Task statement
Look for the word "green" in the data below, and copy every line that holds it.

BEGIN Data

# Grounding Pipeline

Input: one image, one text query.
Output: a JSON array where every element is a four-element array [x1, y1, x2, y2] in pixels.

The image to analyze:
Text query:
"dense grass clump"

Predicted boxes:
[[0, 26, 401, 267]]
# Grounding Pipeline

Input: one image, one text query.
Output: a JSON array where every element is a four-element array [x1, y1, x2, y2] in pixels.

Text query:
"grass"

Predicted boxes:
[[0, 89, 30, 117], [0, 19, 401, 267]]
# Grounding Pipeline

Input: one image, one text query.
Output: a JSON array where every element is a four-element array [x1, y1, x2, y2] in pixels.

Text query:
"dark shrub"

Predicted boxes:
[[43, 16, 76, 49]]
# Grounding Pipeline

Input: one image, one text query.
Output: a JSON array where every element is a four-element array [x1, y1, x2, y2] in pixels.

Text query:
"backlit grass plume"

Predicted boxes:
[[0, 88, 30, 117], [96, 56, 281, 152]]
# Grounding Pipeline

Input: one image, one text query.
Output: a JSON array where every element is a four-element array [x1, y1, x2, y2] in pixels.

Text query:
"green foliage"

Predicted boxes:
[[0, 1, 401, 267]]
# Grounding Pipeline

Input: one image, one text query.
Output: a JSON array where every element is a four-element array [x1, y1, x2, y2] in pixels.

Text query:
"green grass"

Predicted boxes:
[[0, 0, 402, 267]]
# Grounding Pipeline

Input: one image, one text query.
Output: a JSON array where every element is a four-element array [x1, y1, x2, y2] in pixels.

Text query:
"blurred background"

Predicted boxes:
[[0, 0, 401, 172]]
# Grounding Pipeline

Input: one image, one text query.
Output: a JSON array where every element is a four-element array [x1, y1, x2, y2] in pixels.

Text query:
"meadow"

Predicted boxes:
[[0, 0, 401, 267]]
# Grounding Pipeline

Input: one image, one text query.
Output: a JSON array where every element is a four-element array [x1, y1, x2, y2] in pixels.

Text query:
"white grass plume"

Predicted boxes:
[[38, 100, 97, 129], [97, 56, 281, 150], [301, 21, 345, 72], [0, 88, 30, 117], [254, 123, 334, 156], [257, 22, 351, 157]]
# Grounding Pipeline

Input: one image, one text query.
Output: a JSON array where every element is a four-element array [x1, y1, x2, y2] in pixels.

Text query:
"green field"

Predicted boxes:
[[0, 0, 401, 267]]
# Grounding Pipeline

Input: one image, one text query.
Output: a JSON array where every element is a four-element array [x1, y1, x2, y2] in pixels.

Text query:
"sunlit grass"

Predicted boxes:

END Data

Answer to the exercise
"green foliage"
"green grass"
"green field"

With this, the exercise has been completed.